[Exercise prompt] Each line from the one containing "of the paved" to the end of the entries below must be restated exactly, and no other line should appear.

Recorded data
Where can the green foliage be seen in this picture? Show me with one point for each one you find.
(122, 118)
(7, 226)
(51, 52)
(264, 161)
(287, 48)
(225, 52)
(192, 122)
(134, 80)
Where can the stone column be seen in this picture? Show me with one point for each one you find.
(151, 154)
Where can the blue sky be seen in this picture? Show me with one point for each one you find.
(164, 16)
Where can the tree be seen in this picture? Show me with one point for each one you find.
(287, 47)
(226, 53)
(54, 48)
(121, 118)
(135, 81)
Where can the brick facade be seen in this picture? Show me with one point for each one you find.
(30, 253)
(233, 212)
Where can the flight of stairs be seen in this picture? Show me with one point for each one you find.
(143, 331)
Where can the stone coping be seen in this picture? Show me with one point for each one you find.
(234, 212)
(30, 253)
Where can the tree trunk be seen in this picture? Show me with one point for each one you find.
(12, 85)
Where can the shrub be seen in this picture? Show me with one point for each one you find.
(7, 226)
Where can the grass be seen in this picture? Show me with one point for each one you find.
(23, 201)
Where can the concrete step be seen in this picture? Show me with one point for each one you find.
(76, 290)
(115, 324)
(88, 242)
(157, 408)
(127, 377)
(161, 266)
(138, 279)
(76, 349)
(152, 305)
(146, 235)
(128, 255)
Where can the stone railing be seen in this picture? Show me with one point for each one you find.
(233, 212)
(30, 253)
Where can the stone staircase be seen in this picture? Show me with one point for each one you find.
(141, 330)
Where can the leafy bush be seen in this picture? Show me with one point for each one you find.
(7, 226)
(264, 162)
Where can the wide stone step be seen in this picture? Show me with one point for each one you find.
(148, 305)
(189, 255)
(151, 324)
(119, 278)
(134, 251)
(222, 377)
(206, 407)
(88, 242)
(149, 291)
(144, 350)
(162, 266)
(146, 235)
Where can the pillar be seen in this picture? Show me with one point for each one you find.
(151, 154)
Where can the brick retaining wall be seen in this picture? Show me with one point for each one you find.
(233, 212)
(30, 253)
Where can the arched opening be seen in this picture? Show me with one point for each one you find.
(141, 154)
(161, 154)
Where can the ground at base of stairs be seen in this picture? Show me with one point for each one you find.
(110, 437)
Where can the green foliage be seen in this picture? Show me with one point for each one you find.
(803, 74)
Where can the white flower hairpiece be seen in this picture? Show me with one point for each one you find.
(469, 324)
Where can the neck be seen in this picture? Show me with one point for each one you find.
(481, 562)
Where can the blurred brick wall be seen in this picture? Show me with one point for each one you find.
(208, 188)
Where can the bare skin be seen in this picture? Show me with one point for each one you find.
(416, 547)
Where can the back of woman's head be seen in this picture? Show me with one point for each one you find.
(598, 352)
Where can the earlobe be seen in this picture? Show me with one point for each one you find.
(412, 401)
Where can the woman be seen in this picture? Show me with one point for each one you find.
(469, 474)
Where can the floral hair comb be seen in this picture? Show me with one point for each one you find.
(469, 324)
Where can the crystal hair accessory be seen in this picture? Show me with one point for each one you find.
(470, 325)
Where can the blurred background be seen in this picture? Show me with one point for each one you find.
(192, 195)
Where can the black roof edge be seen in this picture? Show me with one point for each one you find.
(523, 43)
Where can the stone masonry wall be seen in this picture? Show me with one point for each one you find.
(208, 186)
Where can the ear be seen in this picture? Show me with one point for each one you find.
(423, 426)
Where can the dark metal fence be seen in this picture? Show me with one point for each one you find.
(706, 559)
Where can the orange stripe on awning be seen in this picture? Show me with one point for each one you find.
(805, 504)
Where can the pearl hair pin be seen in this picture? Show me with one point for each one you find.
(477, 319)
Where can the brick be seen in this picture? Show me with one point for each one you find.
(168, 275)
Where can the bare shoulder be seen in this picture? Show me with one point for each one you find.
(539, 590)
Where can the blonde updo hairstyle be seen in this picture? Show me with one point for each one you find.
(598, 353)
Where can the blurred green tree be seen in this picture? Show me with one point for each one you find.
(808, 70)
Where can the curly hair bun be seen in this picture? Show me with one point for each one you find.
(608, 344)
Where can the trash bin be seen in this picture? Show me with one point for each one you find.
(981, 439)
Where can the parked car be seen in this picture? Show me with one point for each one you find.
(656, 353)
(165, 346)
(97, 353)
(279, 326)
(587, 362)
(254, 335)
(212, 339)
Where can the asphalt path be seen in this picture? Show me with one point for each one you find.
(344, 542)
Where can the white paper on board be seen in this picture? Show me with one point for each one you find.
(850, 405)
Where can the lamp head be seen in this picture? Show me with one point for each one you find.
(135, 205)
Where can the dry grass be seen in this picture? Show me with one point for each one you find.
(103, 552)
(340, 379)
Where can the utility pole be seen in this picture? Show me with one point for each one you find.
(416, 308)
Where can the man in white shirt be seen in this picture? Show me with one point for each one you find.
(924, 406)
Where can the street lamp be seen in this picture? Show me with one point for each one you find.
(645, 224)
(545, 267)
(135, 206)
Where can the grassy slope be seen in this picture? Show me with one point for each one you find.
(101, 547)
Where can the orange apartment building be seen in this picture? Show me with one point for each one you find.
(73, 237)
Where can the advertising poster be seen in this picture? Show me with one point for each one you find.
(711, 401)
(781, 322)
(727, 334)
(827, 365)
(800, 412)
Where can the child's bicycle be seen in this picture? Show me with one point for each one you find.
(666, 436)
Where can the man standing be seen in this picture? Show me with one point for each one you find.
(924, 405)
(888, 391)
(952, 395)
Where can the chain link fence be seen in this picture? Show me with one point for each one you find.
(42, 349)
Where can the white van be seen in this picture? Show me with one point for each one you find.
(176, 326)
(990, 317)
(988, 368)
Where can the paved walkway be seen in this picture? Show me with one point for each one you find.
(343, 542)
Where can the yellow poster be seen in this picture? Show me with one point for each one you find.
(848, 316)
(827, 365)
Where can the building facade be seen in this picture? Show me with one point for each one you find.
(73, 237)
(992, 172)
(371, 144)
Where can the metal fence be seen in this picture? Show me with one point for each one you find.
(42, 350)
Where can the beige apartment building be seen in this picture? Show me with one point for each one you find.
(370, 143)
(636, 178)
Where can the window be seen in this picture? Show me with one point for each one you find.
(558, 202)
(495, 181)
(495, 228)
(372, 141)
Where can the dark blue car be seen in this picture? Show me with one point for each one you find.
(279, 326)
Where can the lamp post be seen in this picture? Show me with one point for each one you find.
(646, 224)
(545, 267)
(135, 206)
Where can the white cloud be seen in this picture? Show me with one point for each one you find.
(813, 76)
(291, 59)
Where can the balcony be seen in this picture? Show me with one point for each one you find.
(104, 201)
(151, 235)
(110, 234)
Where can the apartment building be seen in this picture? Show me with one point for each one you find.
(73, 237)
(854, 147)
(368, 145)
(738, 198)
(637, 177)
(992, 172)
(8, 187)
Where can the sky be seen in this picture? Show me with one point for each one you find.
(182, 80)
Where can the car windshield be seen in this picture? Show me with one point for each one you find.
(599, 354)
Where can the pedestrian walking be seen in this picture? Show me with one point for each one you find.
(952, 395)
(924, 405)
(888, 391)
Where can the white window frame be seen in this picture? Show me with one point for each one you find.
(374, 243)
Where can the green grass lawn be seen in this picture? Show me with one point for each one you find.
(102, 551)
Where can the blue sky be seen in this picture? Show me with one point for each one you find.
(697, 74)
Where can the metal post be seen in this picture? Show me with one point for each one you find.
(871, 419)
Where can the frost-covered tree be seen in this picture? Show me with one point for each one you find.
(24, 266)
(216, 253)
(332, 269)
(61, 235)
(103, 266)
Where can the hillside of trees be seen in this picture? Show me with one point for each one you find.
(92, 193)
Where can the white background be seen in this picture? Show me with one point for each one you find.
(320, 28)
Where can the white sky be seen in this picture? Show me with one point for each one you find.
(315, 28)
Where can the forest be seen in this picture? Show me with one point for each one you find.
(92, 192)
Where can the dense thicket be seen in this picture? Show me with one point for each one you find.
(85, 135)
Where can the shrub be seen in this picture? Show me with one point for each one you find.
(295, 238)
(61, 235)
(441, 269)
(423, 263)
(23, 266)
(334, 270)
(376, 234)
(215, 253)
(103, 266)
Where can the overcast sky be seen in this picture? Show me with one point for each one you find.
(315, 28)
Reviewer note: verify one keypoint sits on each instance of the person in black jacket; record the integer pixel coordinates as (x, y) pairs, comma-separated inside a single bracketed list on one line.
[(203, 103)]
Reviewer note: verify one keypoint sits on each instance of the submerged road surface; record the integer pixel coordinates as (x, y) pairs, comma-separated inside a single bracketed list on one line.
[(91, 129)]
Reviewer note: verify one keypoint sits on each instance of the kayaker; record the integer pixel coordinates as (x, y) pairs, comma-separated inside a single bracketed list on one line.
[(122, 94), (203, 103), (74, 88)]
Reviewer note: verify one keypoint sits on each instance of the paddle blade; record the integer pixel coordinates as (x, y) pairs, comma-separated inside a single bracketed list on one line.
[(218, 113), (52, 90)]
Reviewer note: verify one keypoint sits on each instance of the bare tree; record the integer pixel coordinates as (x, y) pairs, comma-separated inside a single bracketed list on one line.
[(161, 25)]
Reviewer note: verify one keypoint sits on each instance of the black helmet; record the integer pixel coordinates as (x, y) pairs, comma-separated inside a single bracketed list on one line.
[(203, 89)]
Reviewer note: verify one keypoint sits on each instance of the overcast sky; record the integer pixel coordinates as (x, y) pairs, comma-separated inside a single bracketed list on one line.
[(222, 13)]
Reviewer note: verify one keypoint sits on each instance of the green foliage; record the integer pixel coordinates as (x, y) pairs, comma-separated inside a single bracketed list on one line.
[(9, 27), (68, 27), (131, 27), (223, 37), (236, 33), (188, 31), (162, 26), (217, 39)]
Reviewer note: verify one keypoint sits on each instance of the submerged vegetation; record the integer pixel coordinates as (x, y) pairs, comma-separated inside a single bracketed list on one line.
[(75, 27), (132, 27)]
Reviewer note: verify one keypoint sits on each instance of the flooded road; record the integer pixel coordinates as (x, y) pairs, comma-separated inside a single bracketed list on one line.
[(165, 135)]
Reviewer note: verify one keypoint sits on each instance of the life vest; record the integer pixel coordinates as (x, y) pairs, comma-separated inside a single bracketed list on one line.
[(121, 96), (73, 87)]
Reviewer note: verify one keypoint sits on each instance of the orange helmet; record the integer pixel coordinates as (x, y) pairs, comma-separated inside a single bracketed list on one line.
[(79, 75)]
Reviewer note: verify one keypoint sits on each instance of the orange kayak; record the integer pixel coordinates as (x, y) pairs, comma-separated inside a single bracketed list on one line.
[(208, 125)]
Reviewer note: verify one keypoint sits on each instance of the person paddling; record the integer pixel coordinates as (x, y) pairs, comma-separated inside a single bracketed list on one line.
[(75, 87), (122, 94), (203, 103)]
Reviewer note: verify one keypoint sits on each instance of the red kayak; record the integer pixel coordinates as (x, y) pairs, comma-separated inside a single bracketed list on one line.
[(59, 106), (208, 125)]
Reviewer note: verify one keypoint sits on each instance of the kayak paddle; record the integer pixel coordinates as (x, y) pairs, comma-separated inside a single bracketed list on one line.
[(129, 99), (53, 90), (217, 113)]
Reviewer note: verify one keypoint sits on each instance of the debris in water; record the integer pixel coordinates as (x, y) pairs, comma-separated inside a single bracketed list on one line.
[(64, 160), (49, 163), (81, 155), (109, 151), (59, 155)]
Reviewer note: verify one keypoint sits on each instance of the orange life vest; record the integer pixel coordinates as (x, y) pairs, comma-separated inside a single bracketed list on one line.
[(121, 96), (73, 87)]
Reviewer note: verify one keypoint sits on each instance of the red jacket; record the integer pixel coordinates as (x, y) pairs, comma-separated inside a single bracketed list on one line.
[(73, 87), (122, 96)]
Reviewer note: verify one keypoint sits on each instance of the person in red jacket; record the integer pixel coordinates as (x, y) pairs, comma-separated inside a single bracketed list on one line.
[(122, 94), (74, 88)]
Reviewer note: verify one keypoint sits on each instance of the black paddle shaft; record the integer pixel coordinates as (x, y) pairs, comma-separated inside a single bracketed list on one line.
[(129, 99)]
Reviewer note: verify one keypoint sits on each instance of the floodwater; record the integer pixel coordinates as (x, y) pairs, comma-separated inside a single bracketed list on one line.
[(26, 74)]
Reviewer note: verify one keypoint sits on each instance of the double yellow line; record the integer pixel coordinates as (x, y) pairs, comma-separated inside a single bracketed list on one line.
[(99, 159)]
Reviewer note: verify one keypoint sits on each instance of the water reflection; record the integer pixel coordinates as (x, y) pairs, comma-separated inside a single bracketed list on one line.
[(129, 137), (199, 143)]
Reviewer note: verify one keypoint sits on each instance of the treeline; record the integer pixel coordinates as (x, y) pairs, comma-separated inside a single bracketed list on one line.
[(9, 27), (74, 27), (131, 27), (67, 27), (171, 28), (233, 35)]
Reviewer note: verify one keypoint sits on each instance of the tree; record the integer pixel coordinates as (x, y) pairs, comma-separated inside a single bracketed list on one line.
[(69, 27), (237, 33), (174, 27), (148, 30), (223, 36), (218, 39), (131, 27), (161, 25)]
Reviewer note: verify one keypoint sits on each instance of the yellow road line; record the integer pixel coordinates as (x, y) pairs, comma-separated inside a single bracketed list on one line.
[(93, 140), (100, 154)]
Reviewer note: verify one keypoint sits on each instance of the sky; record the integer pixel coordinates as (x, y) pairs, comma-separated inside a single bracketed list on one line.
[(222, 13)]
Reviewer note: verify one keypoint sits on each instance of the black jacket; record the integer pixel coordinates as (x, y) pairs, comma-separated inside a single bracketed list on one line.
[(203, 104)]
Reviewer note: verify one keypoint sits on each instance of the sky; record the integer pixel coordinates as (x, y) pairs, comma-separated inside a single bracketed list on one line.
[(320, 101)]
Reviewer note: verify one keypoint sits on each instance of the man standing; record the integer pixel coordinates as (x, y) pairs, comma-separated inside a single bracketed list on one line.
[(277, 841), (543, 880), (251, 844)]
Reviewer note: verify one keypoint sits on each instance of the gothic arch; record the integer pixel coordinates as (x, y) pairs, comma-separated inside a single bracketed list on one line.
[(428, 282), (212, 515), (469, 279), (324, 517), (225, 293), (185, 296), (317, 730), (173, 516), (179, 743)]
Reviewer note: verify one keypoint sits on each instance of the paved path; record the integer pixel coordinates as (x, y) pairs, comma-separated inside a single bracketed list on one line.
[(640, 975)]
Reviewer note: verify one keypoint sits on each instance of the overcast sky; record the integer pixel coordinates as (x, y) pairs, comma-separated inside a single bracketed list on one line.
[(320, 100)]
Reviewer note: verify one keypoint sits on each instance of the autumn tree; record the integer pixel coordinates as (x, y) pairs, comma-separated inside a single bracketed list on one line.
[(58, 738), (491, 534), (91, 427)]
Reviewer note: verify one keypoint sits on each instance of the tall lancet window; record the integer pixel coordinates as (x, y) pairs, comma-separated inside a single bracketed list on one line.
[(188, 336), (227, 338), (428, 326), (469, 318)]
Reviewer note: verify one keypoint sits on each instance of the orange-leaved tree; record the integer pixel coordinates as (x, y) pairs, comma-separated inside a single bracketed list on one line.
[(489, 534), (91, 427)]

[Task answer]
Reviewer note: verify one keypoint sits on each instance of the paved path; record the integer pixel coordinates as (x, y) pairs, comma-separated inside a single bracketed list on one line.
[(640, 975)]
Reviewer note: verify one keypoint sits on each instance of the overcast sky; record the integer pixel coordinates as (x, y) pairs, comma-separated inside a single bracketed list on one line.
[(320, 100)]
Reviewer note: verify one keypoint sits on each instance of the autumn tree; record the integer pixel coordinates as (x, y) pairs, comma-separated inside a single bracketed list on one line.
[(58, 738), (491, 534), (91, 427)]
Reviewer note: verify one keypoint sits on each instance of the tall lancet window; record the integer pixel coordinates as (x, y) pairs, comma-separated inside a single bracketed list on one line.
[(188, 336), (227, 338), (428, 326), (469, 318)]
Reviewer note: verify one keypoint sits on each instance of the orange-leaved tree; record the integer pixel coordinates as (x, y) pairs, comma-separated inside a single bracketed list on one line.
[(489, 534), (91, 427)]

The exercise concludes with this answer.